*WHAT TO PRODUCE:*
Exactly the lines from the one containing "the white ceramic" through the end of the data below are to be reproduced, and nothing besides them.

*DATA TO USE:*
____

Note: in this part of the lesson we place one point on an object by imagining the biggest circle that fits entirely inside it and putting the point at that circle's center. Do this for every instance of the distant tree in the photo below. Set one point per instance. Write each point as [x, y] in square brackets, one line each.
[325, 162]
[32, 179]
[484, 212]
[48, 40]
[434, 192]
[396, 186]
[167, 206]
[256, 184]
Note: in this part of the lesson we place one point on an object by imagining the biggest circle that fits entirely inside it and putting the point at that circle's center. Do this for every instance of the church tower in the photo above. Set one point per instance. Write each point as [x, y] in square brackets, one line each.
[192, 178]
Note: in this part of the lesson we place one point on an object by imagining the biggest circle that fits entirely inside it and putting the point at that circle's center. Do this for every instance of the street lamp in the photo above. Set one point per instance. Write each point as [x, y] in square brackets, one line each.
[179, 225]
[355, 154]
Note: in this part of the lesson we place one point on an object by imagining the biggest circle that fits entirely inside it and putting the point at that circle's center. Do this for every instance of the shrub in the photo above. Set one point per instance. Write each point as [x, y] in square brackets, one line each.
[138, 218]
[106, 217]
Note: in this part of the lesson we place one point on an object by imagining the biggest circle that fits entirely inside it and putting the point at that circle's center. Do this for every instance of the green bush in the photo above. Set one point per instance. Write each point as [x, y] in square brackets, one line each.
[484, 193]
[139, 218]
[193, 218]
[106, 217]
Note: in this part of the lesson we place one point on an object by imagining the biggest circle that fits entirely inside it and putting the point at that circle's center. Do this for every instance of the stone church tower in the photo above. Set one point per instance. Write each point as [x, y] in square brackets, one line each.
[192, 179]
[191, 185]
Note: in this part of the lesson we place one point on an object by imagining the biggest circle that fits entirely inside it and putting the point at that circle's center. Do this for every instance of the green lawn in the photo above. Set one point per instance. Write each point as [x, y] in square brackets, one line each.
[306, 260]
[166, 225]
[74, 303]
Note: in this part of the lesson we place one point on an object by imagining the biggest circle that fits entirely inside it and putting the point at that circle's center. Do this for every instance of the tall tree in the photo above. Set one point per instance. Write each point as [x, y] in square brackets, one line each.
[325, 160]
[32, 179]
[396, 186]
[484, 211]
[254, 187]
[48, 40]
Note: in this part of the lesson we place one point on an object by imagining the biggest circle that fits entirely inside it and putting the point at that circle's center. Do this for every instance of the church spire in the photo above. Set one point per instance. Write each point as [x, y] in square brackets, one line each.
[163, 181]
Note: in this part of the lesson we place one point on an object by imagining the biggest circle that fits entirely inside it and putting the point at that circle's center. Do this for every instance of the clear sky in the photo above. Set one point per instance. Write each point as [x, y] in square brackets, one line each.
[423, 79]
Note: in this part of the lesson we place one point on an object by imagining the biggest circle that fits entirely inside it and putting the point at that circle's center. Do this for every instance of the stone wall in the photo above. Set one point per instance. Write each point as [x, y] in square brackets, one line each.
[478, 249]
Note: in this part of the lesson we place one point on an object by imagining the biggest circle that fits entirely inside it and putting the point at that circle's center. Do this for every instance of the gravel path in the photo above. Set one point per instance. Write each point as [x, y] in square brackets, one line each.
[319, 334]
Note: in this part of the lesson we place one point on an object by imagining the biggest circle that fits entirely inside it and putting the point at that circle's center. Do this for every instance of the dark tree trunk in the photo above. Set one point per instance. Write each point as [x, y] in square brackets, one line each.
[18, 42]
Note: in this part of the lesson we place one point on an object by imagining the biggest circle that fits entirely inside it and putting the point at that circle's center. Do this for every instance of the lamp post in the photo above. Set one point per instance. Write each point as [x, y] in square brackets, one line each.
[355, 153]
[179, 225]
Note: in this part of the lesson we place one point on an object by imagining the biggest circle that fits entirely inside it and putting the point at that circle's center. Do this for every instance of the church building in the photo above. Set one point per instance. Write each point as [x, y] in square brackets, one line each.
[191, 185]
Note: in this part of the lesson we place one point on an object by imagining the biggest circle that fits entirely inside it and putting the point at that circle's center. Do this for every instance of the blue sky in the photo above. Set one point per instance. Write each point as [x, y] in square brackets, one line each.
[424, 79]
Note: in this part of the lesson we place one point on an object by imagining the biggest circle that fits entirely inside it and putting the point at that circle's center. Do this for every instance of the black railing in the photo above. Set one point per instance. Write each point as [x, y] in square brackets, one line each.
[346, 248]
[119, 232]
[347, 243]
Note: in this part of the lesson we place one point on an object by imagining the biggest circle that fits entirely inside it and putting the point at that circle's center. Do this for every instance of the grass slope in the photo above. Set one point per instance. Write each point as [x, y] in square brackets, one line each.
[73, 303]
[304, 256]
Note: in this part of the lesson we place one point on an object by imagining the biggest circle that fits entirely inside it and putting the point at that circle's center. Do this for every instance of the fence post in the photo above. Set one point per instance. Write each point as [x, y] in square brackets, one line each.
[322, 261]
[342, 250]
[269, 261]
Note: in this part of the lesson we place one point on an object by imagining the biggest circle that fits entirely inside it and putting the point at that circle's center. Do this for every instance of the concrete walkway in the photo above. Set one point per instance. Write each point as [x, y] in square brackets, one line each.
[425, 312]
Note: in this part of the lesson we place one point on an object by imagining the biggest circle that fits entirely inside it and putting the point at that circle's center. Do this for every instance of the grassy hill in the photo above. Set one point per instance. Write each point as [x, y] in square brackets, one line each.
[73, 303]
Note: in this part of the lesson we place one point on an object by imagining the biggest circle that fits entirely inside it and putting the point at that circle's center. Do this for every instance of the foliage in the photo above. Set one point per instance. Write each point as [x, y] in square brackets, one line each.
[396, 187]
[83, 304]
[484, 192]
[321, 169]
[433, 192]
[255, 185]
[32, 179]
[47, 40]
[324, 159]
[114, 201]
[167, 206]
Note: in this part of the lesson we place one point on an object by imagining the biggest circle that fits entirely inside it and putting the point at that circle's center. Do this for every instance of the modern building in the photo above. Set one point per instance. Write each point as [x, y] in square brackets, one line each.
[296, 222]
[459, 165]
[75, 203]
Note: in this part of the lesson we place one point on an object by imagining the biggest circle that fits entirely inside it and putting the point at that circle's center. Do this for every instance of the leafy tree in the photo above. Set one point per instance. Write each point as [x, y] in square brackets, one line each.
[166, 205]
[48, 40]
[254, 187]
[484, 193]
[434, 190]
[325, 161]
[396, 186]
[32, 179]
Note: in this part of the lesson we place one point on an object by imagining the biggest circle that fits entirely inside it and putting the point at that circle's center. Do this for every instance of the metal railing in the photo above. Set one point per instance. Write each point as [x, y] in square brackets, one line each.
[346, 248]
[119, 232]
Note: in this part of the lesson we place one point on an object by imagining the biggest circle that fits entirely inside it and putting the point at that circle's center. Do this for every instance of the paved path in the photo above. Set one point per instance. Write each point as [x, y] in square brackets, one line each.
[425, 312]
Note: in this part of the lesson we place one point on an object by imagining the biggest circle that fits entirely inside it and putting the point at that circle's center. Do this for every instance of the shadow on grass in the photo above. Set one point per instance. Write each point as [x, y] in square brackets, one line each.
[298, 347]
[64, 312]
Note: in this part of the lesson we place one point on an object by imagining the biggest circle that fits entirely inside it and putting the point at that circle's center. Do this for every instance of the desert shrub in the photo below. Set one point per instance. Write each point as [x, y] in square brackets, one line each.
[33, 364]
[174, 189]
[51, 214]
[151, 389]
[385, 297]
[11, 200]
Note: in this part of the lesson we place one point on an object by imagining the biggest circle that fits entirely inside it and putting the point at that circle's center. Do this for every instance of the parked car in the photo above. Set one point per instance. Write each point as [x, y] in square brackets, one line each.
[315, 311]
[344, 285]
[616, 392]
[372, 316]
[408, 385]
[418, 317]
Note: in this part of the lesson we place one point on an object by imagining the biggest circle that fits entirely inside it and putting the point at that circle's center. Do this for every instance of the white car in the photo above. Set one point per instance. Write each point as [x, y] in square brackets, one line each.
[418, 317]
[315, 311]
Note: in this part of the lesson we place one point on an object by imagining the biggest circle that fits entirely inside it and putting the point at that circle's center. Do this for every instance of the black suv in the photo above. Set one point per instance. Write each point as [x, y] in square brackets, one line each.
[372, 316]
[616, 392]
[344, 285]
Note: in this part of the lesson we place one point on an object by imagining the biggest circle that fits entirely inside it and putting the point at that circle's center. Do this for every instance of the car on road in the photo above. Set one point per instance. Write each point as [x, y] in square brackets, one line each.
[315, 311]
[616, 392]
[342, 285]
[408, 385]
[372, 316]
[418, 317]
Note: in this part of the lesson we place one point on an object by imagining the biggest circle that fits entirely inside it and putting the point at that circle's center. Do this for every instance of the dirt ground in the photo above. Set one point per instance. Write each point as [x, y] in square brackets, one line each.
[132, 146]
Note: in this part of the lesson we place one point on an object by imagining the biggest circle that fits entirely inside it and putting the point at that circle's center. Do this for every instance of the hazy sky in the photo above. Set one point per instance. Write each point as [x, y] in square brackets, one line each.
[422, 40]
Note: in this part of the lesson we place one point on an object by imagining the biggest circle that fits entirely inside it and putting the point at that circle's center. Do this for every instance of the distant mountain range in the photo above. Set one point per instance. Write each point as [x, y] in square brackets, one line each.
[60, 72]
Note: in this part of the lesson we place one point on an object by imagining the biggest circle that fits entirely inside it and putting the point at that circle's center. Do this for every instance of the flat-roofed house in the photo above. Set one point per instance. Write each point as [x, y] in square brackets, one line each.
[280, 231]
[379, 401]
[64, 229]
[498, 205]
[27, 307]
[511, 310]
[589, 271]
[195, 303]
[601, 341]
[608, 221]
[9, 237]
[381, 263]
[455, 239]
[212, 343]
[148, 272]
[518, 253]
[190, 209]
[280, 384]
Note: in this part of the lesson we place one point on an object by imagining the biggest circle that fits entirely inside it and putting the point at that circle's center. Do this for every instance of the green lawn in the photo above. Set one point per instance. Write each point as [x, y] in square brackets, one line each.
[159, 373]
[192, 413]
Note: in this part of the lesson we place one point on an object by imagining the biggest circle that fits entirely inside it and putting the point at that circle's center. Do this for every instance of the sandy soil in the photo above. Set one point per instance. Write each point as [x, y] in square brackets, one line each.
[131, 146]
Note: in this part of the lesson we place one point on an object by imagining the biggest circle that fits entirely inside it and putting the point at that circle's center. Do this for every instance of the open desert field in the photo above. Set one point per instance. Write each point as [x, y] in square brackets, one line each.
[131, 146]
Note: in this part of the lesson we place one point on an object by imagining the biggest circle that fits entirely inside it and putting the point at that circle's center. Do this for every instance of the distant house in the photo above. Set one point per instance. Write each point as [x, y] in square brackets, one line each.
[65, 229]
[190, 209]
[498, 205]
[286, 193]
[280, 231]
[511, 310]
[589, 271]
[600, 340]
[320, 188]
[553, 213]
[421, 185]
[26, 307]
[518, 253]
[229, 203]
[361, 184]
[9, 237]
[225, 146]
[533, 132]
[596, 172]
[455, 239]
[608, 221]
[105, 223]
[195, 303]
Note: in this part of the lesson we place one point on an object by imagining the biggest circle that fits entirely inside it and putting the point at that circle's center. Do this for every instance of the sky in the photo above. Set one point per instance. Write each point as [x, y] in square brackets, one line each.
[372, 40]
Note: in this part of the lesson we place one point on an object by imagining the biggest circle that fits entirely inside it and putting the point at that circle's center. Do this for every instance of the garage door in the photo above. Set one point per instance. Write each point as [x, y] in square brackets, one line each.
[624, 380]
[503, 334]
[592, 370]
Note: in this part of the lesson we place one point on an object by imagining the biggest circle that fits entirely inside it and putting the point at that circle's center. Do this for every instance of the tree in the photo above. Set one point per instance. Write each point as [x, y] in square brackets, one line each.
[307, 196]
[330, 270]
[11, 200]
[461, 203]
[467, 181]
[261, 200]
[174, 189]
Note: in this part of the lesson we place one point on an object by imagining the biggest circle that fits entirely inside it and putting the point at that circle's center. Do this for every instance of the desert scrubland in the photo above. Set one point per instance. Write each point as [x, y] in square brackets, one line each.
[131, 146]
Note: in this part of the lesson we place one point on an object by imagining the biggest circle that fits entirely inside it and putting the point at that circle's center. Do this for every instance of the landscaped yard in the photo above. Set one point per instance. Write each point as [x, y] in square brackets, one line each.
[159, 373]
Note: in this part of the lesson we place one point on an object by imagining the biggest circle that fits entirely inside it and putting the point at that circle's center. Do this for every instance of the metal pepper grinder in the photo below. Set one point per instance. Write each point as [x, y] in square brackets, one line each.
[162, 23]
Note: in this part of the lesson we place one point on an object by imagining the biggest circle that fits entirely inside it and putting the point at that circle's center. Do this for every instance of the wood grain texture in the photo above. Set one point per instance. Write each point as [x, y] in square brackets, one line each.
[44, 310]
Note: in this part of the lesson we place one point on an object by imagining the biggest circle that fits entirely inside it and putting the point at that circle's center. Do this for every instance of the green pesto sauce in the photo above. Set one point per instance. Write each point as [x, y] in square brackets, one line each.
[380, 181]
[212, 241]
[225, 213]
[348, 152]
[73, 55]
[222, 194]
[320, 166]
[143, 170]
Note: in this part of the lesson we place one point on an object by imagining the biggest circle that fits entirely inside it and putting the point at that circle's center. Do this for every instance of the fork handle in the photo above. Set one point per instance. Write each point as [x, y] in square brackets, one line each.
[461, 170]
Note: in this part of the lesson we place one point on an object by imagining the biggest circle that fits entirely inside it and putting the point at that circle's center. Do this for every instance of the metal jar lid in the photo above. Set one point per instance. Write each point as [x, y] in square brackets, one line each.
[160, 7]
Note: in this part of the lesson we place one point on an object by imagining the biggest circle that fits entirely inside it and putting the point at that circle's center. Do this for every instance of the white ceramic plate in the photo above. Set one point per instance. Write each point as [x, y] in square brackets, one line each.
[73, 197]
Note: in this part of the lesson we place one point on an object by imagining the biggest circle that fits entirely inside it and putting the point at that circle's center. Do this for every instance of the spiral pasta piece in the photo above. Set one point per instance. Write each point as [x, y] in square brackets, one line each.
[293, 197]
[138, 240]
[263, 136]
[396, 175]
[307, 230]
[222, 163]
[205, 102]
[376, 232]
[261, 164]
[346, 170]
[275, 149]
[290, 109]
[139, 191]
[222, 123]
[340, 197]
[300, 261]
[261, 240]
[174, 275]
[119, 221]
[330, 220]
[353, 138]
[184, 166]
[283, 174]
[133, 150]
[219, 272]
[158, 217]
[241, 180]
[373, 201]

____

*SOLUTION FOR THIS PROBLEM:*
Note: in this part of the lesson we place one point on an object by imagining the biggest circle that fits entirely inside it and putting the point at that circle's center. Do this for every instance of the white ceramic plate in the photo above. Set one point per instance. Write each point as [x, y] in square brackets, one line each.
[73, 197]
Note: in this part of the lesson we place one point on an object by imagining the biggest circle that fits entirely inside it and putting the point at that circle's center. Do this for every instance of the spiral pasta piece in the photo above. Set one point per instance. Write each point as [x, y] in square brackets, one line each.
[293, 197]
[138, 240]
[263, 136]
[396, 175]
[307, 230]
[222, 163]
[205, 102]
[376, 232]
[261, 164]
[346, 170]
[275, 149]
[290, 109]
[139, 191]
[222, 123]
[340, 197]
[300, 261]
[261, 240]
[174, 275]
[119, 221]
[330, 220]
[353, 138]
[184, 166]
[283, 174]
[133, 150]
[219, 272]
[158, 217]
[241, 180]
[373, 201]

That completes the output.